Natural-language object grounding data
--- START ---

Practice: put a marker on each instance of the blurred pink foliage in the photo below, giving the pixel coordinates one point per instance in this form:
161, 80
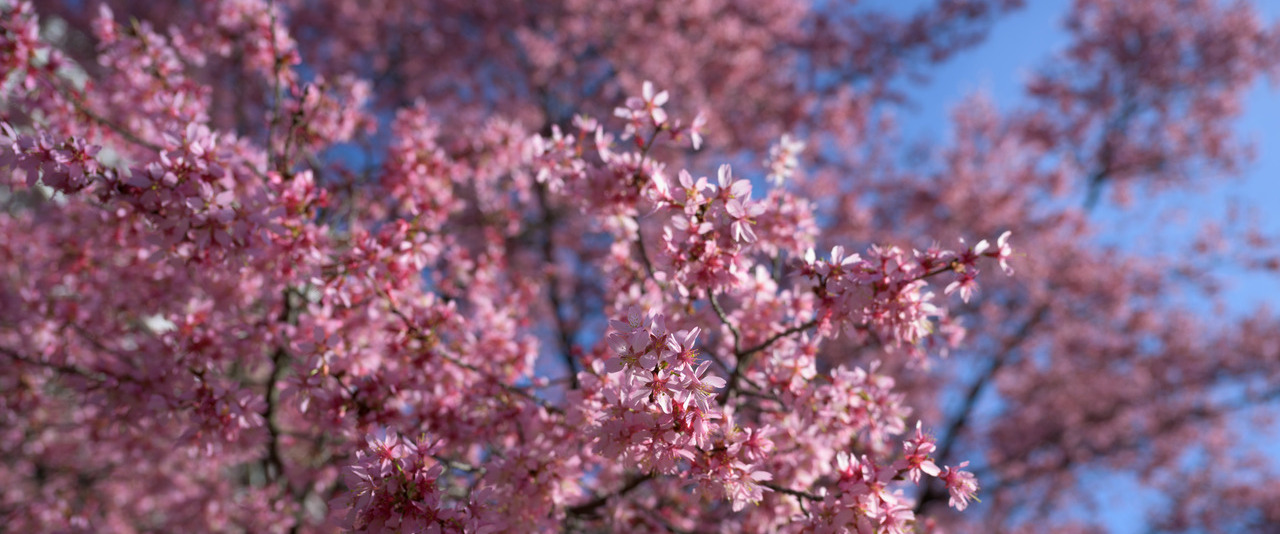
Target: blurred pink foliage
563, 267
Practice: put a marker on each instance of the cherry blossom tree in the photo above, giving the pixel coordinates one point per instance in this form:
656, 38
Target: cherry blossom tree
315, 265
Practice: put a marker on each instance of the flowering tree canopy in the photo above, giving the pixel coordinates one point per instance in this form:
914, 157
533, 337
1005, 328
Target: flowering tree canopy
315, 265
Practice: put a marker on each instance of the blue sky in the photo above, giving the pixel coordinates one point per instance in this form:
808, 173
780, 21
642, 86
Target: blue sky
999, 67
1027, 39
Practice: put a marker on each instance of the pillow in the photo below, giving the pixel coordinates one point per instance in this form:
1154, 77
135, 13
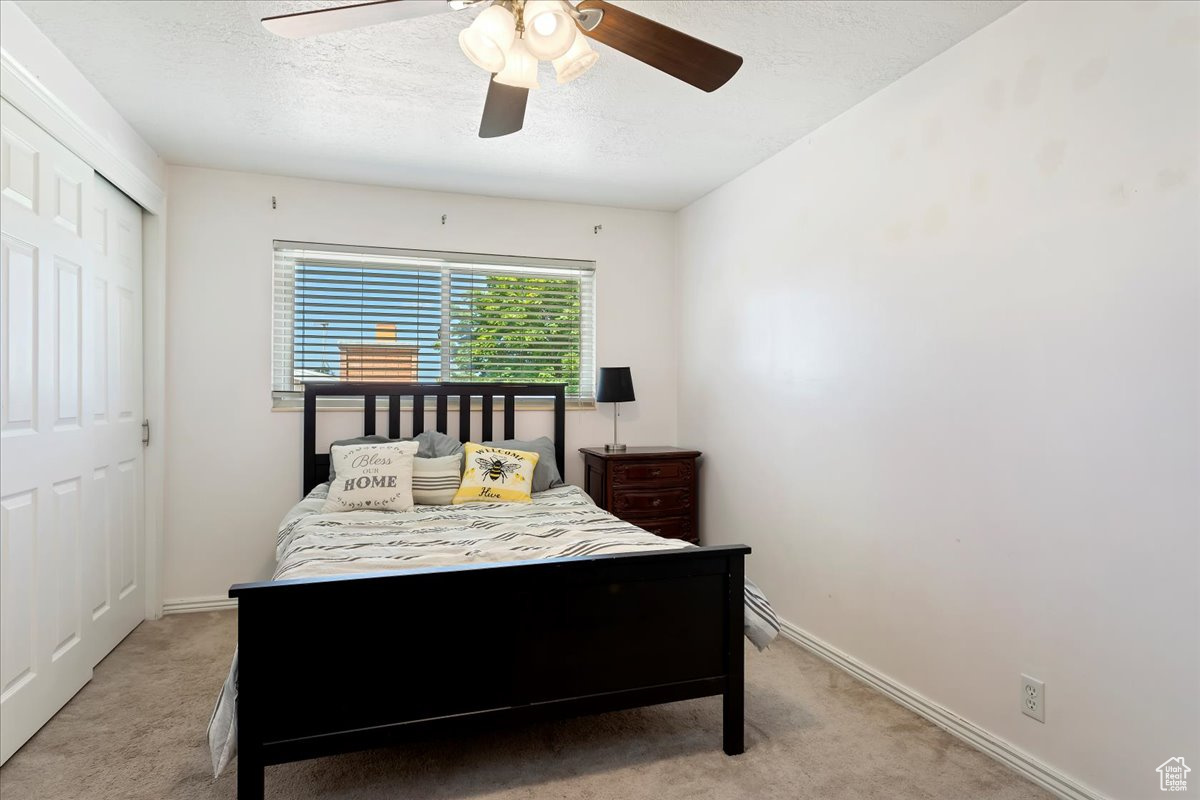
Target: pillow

--- END ---

• YOUR INSTRUCTIONS:
Your answer must be a copy of every line in the data above that holds the string "pixel".

• OUTPUT FOR THIS EXERCISE:
Practice: put a marker on each instance of the blurred pink foliage in the photo below, giving the pixel coordinates one point per instance in this form:
Practice: put a marker on each instance of the cherry blossom tree in the photo above, giving the pixel coordinates one point per instance in this form:
Practice: put a marker on each instance of the flowering tree canopy in the photo above, giving the pixel coordinates one point per instance in this form:
Practice: put a marker on each instance of the blue sky in the photo above, giving the pixel coordinates one point per instance in this form:
Practice: put a marker on each instance of the pillow in the photo below, giving the pixel coordinates one point per instance in this form:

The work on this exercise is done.